Set down exactly the lines that run from the line with "Can you find the lift hanger" to the end of the data, and nothing else.

__Input__:
--------------------

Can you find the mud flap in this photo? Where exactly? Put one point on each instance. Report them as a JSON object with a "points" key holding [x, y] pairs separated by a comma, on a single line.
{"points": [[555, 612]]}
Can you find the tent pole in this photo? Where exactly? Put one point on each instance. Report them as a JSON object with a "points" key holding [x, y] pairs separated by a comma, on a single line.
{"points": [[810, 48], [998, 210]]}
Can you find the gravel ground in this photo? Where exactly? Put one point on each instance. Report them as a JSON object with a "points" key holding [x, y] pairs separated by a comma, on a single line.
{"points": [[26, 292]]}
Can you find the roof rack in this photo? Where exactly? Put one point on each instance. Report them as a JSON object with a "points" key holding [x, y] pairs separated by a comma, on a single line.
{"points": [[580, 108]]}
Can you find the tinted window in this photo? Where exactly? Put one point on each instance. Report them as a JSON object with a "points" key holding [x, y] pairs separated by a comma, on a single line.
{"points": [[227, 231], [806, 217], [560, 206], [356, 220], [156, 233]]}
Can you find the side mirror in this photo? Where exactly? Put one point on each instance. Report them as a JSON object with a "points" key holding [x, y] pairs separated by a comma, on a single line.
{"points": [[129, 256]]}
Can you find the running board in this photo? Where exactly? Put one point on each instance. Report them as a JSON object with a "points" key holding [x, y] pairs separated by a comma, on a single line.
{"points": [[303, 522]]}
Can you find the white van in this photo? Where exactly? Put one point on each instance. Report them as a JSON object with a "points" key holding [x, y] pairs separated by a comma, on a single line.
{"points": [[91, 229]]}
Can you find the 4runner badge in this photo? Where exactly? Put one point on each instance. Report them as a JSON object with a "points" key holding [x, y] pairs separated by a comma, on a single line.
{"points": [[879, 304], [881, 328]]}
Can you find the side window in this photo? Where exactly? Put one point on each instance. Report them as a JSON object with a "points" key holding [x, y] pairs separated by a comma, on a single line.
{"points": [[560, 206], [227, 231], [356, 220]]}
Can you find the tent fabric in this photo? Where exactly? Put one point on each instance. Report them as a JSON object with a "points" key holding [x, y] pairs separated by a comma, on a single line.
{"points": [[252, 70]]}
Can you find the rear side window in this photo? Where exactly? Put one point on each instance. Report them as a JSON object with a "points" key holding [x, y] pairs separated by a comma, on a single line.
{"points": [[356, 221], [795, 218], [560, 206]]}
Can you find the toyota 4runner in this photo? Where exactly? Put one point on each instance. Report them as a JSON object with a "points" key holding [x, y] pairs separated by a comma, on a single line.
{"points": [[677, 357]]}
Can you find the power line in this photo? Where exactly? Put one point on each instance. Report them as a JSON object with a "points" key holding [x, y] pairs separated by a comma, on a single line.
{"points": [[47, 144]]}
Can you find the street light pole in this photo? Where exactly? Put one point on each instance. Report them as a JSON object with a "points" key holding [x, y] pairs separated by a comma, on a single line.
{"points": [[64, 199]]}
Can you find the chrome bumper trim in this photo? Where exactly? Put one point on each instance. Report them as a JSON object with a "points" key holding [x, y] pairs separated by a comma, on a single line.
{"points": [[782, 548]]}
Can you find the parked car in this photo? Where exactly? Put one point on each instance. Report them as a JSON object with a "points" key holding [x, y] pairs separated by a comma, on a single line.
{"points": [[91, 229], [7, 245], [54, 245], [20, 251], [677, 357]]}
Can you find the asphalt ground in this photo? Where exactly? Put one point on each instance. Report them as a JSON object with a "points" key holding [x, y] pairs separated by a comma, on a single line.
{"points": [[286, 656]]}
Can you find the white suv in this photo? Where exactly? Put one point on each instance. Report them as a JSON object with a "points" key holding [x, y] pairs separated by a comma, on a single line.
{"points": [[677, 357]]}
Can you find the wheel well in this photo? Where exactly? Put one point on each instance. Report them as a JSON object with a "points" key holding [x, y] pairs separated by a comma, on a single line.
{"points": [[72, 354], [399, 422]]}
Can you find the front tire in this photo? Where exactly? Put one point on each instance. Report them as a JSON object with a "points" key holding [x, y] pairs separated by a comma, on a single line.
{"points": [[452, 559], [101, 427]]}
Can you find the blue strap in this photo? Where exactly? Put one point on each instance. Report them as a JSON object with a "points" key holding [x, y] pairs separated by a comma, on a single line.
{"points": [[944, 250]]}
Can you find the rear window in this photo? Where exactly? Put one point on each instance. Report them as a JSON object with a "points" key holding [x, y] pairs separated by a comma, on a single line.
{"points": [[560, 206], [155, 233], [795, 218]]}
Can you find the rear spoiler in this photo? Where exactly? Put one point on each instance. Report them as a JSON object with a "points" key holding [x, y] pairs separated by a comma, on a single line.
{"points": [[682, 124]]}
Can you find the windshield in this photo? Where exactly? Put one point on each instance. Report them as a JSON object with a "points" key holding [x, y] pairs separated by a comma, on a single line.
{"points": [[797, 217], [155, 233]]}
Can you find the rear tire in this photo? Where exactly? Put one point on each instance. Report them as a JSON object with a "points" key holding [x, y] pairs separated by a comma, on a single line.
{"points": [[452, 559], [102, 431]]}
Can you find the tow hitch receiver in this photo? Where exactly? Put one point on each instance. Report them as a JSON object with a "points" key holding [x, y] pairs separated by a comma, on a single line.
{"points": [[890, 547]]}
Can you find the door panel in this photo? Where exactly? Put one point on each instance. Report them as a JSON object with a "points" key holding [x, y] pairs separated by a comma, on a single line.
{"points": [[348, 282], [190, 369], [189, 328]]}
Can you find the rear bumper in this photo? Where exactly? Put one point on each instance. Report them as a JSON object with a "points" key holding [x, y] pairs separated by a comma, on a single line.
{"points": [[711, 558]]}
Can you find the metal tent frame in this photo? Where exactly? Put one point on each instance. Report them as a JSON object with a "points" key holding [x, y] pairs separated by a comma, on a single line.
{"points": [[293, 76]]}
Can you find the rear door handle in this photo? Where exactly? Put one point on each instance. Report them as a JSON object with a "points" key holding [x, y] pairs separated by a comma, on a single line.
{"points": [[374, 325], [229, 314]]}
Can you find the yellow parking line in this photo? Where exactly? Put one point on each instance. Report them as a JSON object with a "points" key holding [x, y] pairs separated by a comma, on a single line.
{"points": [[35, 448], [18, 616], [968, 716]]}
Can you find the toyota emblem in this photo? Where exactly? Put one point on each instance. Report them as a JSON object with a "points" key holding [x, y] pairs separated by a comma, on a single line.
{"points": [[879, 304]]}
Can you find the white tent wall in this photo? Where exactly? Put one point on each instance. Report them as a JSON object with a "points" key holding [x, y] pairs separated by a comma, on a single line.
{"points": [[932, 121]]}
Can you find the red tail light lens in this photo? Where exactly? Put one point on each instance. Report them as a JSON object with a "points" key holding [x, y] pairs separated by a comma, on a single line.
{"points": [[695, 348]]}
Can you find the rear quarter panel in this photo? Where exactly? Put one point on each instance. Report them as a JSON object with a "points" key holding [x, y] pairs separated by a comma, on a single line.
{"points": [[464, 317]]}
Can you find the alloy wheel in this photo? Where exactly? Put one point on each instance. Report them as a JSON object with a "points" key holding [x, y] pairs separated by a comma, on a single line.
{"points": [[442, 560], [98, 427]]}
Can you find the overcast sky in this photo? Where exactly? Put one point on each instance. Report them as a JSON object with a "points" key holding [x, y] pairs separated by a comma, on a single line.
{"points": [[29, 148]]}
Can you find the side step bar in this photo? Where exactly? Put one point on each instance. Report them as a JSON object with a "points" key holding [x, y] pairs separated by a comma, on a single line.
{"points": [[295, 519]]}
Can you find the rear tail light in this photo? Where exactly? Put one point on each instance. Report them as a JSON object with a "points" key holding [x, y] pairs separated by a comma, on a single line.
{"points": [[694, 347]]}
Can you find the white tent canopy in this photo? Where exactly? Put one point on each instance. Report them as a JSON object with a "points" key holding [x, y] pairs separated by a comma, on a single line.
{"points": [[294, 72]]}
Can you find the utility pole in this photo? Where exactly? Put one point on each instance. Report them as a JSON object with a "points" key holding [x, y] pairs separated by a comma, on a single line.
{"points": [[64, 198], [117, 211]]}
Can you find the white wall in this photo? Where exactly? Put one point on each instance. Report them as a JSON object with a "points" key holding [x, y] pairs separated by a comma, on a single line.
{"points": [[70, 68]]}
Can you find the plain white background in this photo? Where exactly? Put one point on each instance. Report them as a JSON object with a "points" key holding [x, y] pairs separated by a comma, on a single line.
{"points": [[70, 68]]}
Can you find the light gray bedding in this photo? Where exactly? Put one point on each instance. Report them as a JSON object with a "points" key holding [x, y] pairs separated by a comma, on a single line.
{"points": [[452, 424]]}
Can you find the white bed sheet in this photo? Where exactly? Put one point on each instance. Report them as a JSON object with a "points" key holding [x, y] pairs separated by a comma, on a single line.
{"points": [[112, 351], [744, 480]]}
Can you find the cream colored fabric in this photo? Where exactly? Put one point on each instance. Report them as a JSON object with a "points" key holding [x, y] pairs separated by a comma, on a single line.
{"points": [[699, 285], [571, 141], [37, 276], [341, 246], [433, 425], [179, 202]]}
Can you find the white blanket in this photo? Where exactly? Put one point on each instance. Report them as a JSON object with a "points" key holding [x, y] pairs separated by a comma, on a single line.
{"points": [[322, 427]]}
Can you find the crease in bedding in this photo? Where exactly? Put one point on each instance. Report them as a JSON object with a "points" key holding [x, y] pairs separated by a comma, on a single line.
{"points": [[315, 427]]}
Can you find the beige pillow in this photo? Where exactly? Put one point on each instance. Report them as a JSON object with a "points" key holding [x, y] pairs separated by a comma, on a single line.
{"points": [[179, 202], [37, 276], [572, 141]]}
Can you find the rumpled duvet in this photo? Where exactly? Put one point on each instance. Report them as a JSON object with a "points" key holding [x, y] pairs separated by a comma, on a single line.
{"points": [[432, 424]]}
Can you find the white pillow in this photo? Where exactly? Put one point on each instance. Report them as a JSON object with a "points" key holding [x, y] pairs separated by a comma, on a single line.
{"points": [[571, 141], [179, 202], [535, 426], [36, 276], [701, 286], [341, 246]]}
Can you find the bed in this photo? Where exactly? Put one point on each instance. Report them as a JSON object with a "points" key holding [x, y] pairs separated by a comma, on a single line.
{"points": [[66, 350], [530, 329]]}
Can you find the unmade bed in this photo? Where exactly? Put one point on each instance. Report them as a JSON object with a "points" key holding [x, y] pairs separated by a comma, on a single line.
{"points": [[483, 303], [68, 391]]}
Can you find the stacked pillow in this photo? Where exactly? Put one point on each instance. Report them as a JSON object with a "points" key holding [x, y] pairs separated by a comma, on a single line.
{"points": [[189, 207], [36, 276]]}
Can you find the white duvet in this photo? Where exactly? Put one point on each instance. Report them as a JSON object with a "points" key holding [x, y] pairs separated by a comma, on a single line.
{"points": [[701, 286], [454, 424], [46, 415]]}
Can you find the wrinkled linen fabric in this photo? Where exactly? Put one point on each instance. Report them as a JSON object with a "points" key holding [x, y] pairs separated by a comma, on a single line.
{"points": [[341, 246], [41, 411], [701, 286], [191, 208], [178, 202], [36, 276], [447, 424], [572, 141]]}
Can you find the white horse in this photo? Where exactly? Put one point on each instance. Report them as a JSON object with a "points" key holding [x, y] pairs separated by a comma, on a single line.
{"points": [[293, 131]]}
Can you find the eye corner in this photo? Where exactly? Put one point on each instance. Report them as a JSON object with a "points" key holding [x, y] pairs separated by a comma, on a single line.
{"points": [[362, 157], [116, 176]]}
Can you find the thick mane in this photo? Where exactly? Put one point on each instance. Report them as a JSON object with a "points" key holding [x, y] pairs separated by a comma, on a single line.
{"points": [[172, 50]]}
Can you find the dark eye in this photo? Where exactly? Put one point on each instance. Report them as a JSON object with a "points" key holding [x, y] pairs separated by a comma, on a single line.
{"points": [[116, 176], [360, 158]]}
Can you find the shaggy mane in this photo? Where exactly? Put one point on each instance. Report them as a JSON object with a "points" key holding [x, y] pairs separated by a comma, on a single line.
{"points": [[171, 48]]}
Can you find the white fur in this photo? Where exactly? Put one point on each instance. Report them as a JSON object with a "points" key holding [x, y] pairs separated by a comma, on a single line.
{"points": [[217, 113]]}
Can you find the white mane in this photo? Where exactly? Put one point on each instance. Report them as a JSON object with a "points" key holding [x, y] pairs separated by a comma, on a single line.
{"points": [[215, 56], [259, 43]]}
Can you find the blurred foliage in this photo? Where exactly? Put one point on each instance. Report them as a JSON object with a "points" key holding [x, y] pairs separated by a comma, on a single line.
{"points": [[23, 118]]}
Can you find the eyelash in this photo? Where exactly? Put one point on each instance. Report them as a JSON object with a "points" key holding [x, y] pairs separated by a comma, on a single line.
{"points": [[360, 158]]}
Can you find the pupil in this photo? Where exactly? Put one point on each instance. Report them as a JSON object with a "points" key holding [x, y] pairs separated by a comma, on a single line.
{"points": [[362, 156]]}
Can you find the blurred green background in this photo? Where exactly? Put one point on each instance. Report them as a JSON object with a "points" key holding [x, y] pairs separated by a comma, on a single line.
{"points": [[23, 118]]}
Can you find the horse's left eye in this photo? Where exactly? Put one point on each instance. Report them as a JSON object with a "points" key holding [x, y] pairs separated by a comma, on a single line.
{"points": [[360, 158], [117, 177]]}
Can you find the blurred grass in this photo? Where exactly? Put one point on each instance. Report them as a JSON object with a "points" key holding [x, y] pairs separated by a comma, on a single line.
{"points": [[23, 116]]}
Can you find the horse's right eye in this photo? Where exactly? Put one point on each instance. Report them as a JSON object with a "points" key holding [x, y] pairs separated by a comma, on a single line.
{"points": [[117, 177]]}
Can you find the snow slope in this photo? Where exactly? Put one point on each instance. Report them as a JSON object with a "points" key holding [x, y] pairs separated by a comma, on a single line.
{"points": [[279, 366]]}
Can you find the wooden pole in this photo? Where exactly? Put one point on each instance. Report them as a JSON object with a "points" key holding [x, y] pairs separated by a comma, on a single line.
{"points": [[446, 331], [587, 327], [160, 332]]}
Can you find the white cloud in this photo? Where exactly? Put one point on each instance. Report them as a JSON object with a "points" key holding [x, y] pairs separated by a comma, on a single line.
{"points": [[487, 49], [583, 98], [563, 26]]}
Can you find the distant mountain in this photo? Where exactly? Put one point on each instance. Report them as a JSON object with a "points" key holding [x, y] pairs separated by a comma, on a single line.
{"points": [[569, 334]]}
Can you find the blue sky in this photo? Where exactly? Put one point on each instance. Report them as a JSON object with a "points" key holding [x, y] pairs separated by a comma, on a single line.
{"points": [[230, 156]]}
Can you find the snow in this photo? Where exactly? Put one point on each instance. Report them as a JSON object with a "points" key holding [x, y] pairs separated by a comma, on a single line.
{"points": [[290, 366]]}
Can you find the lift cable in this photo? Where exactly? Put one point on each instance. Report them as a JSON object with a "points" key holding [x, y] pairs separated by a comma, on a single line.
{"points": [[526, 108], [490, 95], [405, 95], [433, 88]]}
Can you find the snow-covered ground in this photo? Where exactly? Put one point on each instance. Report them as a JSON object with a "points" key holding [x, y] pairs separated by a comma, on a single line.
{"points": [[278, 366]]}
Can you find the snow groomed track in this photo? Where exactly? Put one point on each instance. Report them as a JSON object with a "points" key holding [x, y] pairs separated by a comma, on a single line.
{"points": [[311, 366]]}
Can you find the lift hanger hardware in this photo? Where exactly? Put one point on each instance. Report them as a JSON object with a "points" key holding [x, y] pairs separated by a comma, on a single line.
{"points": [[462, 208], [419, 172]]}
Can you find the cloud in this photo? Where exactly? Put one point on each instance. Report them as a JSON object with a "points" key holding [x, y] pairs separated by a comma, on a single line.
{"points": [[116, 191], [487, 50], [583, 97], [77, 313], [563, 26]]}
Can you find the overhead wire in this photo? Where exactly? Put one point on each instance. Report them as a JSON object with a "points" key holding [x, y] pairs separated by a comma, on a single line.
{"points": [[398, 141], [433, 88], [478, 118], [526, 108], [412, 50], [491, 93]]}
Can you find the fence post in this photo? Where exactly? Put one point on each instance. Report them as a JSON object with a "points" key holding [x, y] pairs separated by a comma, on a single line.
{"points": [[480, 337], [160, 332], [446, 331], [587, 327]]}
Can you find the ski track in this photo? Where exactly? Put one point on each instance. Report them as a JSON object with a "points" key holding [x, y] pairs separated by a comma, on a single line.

--------------------

__Result of the exercise__:
Can you find the lift hanger hardware in this photo? Where exactly? Put one point on each instance. Report them as a JSON object with a "points" key holding [x, y] pairs separated by a comma, on a single line.
{"points": [[462, 208], [419, 172]]}
Can you find the cloud in this photo? Where exactly? Put one point on each instance. Report them as a JSON object with a "points" key holding [x, y] pairs separated by a comma, on a single line.
{"points": [[116, 191], [487, 50], [583, 97], [77, 313], [563, 26]]}
Can you find the overhead wire in this photo? Where exactly? Put one point on each instance. Report them as a JSON object with a "points" key holding [x, y] pairs separated by a comma, on a single line.
{"points": [[398, 141], [433, 88], [478, 118], [526, 108], [412, 50], [491, 93]]}
Can you find the fence post in this photo? Where exactly? Put one point on each instance. Report them as a JSON object with a "points" key holding [x, y] pairs separated by a comma, on a single line.
{"points": [[480, 337], [160, 332], [446, 331], [587, 327]]}
Can you find the ski track in this photo? Where exactly? Put one point on each instance. Report them as a JSON object with a "points" key holding [x, y] pairs separated by a comma, on a single line.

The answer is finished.